Pull out each line of the listing below that contains the string "white", treating uppercase and lowercase as different. Copy those lines unchanged.

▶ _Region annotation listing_
● ● ●
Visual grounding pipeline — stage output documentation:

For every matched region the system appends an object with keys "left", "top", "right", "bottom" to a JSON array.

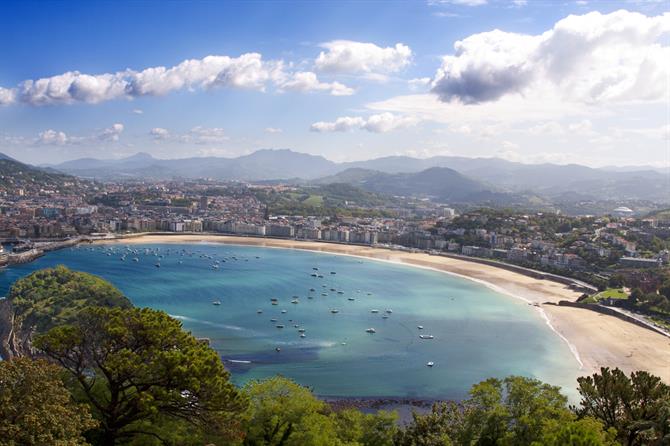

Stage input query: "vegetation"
[
  {"left": 36, "top": 307, "right": 245, "bottom": 445},
  {"left": 7, "top": 266, "right": 131, "bottom": 333},
  {"left": 0, "top": 268, "right": 670, "bottom": 446},
  {"left": 255, "top": 183, "right": 394, "bottom": 217},
  {"left": 0, "top": 358, "right": 97, "bottom": 446},
  {"left": 243, "top": 377, "right": 397, "bottom": 446}
]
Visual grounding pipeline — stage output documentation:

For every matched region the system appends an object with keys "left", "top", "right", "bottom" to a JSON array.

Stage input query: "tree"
[
  {"left": 243, "top": 376, "right": 335, "bottom": 446},
  {"left": 36, "top": 307, "right": 246, "bottom": 445},
  {"left": 243, "top": 376, "right": 396, "bottom": 446},
  {"left": 396, "top": 376, "right": 574, "bottom": 446},
  {"left": 532, "top": 417, "right": 619, "bottom": 446},
  {"left": 577, "top": 367, "right": 670, "bottom": 446},
  {"left": 0, "top": 358, "right": 97, "bottom": 446}
]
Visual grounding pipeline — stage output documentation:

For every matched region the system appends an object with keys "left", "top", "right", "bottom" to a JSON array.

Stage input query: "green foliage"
[
  {"left": 7, "top": 266, "right": 131, "bottom": 333},
  {"left": 396, "top": 376, "right": 574, "bottom": 446},
  {"left": 244, "top": 376, "right": 396, "bottom": 446},
  {"left": 532, "top": 417, "right": 619, "bottom": 446},
  {"left": 35, "top": 307, "right": 246, "bottom": 445},
  {"left": 0, "top": 358, "right": 97, "bottom": 446},
  {"left": 577, "top": 367, "right": 670, "bottom": 446}
]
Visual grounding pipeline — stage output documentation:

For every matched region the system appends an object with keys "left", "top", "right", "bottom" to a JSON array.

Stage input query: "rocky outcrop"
[{"left": 0, "top": 299, "right": 34, "bottom": 359}]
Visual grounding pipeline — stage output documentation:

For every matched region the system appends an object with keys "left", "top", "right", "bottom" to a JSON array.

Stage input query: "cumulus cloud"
[
  {"left": 149, "top": 126, "right": 229, "bottom": 145},
  {"left": 0, "top": 53, "right": 352, "bottom": 105},
  {"left": 279, "top": 71, "right": 354, "bottom": 96},
  {"left": 432, "top": 10, "right": 670, "bottom": 104},
  {"left": 98, "top": 123, "right": 123, "bottom": 141},
  {"left": 33, "top": 123, "right": 124, "bottom": 146},
  {"left": 310, "top": 113, "right": 417, "bottom": 133},
  {"left": 314, "top": 40, "right": 412, "bottom": 75},
  {"left": 36, "top": 129, "right": 69, "bottom": 146},
  {"left": 149, "top": 127, "right": 170, "bottom": 141}
]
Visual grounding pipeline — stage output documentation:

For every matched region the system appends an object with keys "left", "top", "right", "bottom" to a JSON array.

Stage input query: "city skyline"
[{"left": 0, "top": 0, "right": 670, "bottom": 167}]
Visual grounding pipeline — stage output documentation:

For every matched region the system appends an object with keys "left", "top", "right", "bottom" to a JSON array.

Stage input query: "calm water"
[{"left": 0, "top": 244, "right": 578, "bottom": 398}]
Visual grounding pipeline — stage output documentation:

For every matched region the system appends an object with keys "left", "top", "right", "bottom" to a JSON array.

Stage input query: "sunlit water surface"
[{"left": 0, "top": 244, "right": 578, "bottom": 399}]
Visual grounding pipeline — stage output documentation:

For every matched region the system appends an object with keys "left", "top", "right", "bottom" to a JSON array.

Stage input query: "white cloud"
[
  {"left": 432, "top": 10, "right": 670, "bottom": 104},
  {"left": 428, "top": 0, "right": 488, "bottom": 6},
  {"left": 98, "top": 123, "right": 123, "bottom": 141},
  {"left": 279, "top": 71, "right": 354, "bottom": 96},
  {"left": 149, "top": 126, "right": 230, "bottom": 145},
  {"left": 315, "top": 40, "right": 412, "bottom": 79},
  {"left": 149, "top": 127, "right": 170, "bottom": 141},
  {"left": 36, "top": 129, "right": 69, "bottom": 146},
  {"left": 310, "top": 113, "right": 417, "bottom": 133},
  {"left": 0, "top": 53, "right": 353, "bottom": 105},
  {"left": 0, "top": 87, "right": 16, "bottom": 105},
  {"left": 33, "top": 123, "right": 124, "bottom": 146}
]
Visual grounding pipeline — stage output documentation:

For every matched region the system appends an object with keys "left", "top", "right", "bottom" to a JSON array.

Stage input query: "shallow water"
[{"left": 0, "top": 244, "right": 579, "bottom": 399}]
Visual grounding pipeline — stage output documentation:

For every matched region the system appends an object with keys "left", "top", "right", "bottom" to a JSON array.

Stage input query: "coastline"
[{"left": 95, "top": 234, "right": 670, "bottom": 382}]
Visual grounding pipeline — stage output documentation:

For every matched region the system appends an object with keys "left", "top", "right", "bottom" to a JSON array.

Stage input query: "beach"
[{"left": 97, "top": 234, "right": 670, "bottom": 382}]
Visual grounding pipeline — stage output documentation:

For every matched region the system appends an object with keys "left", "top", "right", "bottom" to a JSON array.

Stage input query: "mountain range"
[{"left": 44, "top": 149, "right": 670, "bottom": 203}]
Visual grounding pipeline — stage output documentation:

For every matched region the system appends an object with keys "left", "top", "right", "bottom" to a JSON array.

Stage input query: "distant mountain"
[
  {"left": 52, "top": 149, "right": 670, "bottom": 203},
  {"left": 52, "top": 149, "right": 338, "bottom": 180},
  {"left": 315, "top": 167, "right": 540, "bottom": 206},
  {"left": 0, "top": 153, "right": 82, "bottom": 193}
]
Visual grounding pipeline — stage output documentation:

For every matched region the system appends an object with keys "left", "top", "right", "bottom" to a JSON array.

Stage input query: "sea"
[{"left": 0, "top": 243, "right": 580, "bottom": 400}]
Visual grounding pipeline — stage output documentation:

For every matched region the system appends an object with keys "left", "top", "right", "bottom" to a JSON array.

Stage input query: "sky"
[{"left": 0, "top": 0, "right": 670, "bottom": 167}]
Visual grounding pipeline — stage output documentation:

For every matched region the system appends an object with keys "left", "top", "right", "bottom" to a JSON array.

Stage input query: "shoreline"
[{"left": 94, "top": 234, "right": 670, "bottom": 382}]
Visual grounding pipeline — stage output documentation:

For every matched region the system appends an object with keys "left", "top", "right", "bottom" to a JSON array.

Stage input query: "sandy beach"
[{"left": 98, "top": 234, "right": 670, "bottom": 382}]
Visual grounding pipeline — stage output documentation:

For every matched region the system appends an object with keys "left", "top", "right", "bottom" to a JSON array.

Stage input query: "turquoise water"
[{"left": 0, "top": 244, "right": 578, "bottom": 399}]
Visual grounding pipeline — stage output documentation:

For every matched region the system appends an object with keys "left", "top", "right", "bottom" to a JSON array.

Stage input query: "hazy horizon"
[{"left": 0, "top": 0, "right": 670, "bottom": 167}]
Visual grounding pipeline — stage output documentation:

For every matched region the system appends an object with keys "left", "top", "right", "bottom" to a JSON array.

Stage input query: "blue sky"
[{"left": 0, "top": 0, "right": 670, "bottom": 166}]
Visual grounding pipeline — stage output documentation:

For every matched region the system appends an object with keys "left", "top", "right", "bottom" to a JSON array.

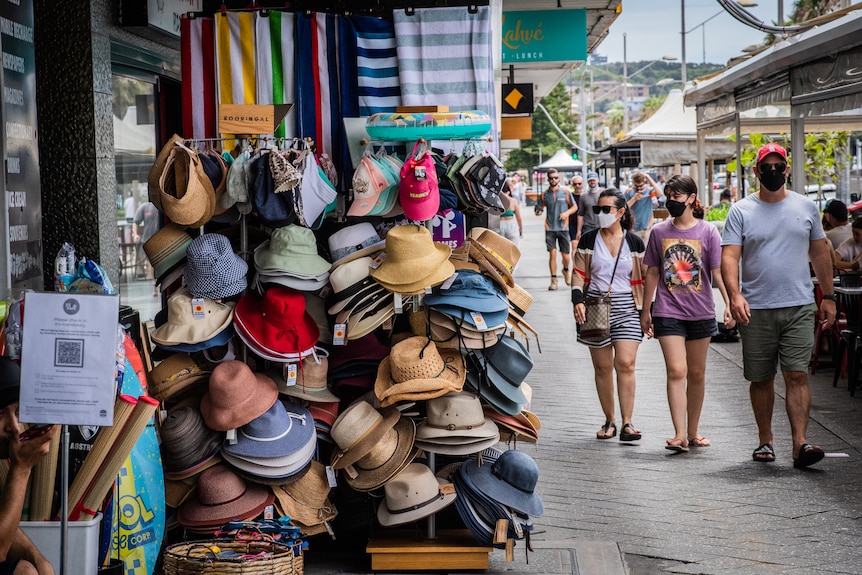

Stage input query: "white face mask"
[{"left": 598, "top": 214, "right": 617, "bottom": 228}]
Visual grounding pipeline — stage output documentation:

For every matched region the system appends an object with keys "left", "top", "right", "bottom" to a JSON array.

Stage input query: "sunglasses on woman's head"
[{"left": 758, "top": 162, "right": 787, "bottom": 172}]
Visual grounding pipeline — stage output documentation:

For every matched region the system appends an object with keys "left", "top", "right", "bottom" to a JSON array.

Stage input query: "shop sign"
[
  {"left": 0, "top": 0, "right": 44, "bottom": 289},
  {"left": 503, "top": 8, "right": 587, "bottom": 64},
  {"left": 431, "top": 210, "right": 467, "bottom": 250},
  {"left": 147, "top": 0, "right": 203, "bottom": 38}
]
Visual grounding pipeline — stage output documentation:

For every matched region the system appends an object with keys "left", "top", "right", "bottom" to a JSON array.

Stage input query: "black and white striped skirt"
[{"left": 578, "top": 290, "right": 644, "bottom": 347}]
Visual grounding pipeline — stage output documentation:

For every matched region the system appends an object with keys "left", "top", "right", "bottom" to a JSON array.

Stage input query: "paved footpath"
[{"left": 305, "top": 214, "right": 862, "bottom": 575}]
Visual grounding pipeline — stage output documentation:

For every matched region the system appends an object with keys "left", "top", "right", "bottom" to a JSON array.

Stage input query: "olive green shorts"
[{"left": 739, "top": 303, "right": 817, "bottom": 381}]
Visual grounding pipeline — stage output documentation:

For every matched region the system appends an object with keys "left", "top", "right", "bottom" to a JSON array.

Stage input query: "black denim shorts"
[{"left": 652, "top": 317, "right": 718, "bottom": 341}]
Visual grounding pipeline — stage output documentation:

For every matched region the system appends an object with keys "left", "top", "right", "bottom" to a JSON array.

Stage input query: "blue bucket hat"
[
  {"left": 461, "top": 449, "right": 545, "bottom": 517},
  {"left": 184, "top": 233, "right": 248, "bottom": 299},
  {"left": 425, "top": 270, "right": 509, "bottom": 316}
]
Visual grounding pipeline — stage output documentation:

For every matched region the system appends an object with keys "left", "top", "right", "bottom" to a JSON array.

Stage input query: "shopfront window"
[{"left": 112, "top": 73, "right": 162, "bottom": 321}]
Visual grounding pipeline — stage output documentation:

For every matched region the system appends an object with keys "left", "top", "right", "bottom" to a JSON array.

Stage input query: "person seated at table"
[{"left": 832, "top": 219, "right": 862, "bottom": 271}]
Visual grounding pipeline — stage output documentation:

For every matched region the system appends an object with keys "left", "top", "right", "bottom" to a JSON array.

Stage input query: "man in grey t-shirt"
[{"left": 721, "top": 143, "right": 835, "bottom": 468}]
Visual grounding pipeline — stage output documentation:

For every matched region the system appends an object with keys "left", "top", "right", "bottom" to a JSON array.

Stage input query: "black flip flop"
[{"left": 793, "top": 443, "right": 826, "bottom": 469}]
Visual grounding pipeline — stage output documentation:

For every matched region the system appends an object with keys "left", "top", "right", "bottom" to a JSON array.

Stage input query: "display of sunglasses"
[{"left": 758, "top": 163, "right": 787, "bottom": 172}]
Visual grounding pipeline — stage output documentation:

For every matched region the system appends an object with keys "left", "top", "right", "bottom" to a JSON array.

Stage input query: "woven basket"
[{"left": 164, "top": 540, "right": 303, "bottom": 575}]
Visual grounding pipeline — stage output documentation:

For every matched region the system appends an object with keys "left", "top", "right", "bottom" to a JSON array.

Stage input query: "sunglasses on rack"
[{"left": 758, "top": 162, "right": 787, "bottom": 172}]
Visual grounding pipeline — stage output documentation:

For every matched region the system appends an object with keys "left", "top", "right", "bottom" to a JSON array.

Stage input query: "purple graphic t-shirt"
[{"left": 644, "top": 220, "right": 721, "bottom": 320}]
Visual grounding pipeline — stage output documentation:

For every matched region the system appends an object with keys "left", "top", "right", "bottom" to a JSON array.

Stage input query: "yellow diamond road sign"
[{"left": 506, "top": 88, "right": 524, "bottom": 108}]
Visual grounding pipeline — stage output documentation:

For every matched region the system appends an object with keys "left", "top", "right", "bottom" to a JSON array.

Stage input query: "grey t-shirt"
[
  {"left": 578, "top": 188, "right": 602, "bottom": 236},
  {"left": 721, "top": 190, "right": 826, "bottom": 309}
]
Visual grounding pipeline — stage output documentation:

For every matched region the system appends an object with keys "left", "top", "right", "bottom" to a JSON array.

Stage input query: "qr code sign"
[{"left": 54, "top": 338, "right": 84, "bottom": 367}]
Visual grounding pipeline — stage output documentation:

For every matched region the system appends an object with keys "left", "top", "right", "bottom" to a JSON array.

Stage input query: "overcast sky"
[{"left": 594, "top": 0, "right": 792, "bottom": 64}]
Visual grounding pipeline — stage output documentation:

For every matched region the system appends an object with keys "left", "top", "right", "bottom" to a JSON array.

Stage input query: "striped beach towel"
[
  {"left": 255, "top": 10, "right": 297, "bottom": 138},
  {"left": 393, "top": 6, "right": 496, "bottom": 148},
  {"left": 351, "top": 16, "right": 401, "bottom": 117},
  {"left": 180, "top": 15, "right": 217, "bottom": 139}
]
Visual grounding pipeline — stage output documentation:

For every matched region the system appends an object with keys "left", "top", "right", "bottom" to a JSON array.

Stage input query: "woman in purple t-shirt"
[{"left": 641, "top": 175, "right": 734, "bottom": 451}]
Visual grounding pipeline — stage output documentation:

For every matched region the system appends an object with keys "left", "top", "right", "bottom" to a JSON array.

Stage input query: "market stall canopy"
[
  {"left": 611, "top": 90, "right": 734, "bottom": 167},
  {"left": 533, "top": 150, "right": 584, "bottom": 172}
]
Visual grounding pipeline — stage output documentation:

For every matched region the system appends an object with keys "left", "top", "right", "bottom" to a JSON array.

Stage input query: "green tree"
[{"left": 505, "top": 82, "right": 578, "bottom": 171}]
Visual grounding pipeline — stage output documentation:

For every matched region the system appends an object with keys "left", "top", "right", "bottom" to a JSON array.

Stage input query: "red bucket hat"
[{"left": 234, "top": 285, "right": 320, "bottom": 354}]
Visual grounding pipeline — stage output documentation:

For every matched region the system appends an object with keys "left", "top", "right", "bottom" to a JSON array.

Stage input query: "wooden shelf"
[{"left": 365, "top": 529, "right": 494, "bottom": 571}]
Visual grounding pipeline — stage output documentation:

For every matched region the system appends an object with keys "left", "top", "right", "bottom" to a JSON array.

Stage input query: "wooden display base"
[{"left": 365, "top": 529, "right": 494, "bottom": 571}]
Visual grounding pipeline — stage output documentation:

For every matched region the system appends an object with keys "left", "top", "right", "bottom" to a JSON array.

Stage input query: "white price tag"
[
  {"left": 332, "top": 323, "right": 347, "bottom": 345},
  {"left": 192, "top": 297, "right": 207, "bottom": 319},
  {"left": 326, "top": 465, "right": 338, "bottom": 487}
]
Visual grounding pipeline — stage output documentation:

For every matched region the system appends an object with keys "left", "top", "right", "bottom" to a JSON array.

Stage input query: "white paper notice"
[{"left": 19, "top": 292, "right": 120, "bottom": 426}]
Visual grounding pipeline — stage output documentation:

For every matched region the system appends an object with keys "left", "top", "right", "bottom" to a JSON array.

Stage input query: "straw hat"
[
  {"left": 416, "top": 391, "right": 500, "bottom": 455},
  {"left": 144, "top": 223, "right": 192, "bottom": 281},
  {"left": 147, "top": 353, "right": 210, "bottom": 401},
  {"left": 374, "top": 336, "right": 466, "bottom": 407},
  {"left": 156, "top": 146, "right": 215, "bottom": 228},
  {"left": 377, "top": 463, "right": 456, "bottom": 527},
  {"left": 272, "top": 461, "right": 338, "bottom": 536},
  {"left": 177, "top": 465, "right": 275, "bottom": 527},
  {"left": 201, "top": 360, "right": 278, "bottom": 431},
  {"left": 150, "top": 287, "right": 236, "bottom": 345},
  {"left": 346, "top": 417, "right": 419, "bottom": 491},
  {"left": 269, "top": 354, "right": 339, "bottom": 403},
  {"left": 147, "top": 134, "right": 183, "bottom": 211},
  {"left": 370, "top": 225, "right": 455, "bottom": 293},
  {"left": 330, "top": 401, "right": 401, "bottom": 469},
  {"left": 470, "top": 228, "right": 521, "bottom": 293}
]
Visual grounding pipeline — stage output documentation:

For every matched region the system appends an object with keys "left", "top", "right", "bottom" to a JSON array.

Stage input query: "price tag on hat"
[
  {"left": 332, "top": 323, "right": 347, "bottom": 345},
  {"left": 470, "top": 311, "right": 486, "bottom": 330},
  {"left": 283, "top": 363, "right": 296, "bottom": 386},
  {"left": 192, "top": 297, "right": 207, "bottom": 319},
  {"left": 368, "top": 252, "right": 386, "bottom": 270}
]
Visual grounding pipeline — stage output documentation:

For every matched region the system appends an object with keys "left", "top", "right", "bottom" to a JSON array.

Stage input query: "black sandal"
[
  {"left": 596, "top": 421, "right": 617, "bottom": 439},
  {"left": 620, "top": 423, "right": 641, "bottom": 441}
]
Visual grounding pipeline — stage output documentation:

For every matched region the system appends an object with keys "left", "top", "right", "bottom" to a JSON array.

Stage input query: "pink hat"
[
  {"left": 201, "top": 360, "right": 278, "bottom": 431},
  {"left": 755, "top": 142, "right": 787, "bottom": 164}
]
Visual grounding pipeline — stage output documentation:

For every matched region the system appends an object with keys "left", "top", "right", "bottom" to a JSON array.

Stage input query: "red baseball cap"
[{"left": 756, "top": 142, "right": 787, "bottom": 164}]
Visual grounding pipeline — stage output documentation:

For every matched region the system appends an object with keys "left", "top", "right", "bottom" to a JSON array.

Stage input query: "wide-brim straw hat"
[
  {"left": 177, "top": 465, "right": 275, "bottom": 527},
  {"left": 147, "top": 353, "right": 210, "bottom": 401},
  {"left": 374, "top": 336, "right": 467, "bottom": 407},
  {"left": 329, "top": 401, "right": 401, "bottom": 469},
  {"left": 370, "top": 225, "right": 455, "bottom": 294},
  {"left": 150, "top": 287, "right": 236, "bottom": 345},
  {"left": 272, "top": 461, "right": 338, "bottom": 533},
  {"left": 346, "top": 417, "right": 419, "bottom": 491},
  {"left": 157, "top": 145, "right": 215, "bottom": 228},
  {"left": 377, "top": 463, "right": 457, "bottom": 527},
  {"left": 144, "top": 223, "right": 192, "bottom": 282}
]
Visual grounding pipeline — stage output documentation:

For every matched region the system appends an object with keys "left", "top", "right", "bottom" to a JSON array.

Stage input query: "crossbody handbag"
[{"left": 578, "top": 231, "right": 626, "bottom": 342}]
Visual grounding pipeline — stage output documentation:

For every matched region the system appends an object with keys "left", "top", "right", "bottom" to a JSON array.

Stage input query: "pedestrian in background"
[
  {"left": 572, "top": 188, "right": 644, "bottom": 441},
  {"left": 721, "top": 143, "right": 835, "bottom": 468},
  {"left": 535, "top": 169, "right": 578, "bottom": 291},
  {"left": 626, "top": 172, "right": 663, "bottom": 243},
  {"left": 569, "top": 174, "right": 584, "bottom": 254},
  {"left": 641, "top": 175, "right": 735, "bottom": 451}
]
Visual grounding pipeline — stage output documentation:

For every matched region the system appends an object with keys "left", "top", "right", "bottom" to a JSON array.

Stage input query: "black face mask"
[
  {"left": 664, "top": 200, "right": 687, "bottom": 218},
  {"left": 760, "top": 170, "right": 787, "bottom": 192}
]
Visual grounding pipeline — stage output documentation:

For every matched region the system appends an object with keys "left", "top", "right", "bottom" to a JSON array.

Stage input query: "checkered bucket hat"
[{"left": 185, "top": 233, "right": 248, "bottom": 299}]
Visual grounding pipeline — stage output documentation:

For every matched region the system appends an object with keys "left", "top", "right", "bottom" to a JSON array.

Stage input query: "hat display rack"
[{"left": 145, "top": 97, "right": 541, "bottom": 572}]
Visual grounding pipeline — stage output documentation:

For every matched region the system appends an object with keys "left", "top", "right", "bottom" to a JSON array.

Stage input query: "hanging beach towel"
[
  {"left": 255, "top": 10, "right": 297, "bottom": 138},
  {"left": 180, "top": 15, "right": 217, "bottom": 139}
]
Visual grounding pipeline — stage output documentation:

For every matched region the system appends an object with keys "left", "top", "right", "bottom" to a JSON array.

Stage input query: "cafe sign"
[{"left": 503, "top": 8, "right": 587, "bottom": 64}]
● ● ●
▶ _Result_
Stage input query: "white cloud"
Stage input query: "white face mask"
Stage input query: "black and white striped skirt"
Stage input query: "white price tag"
Stage input query: "white paper notice"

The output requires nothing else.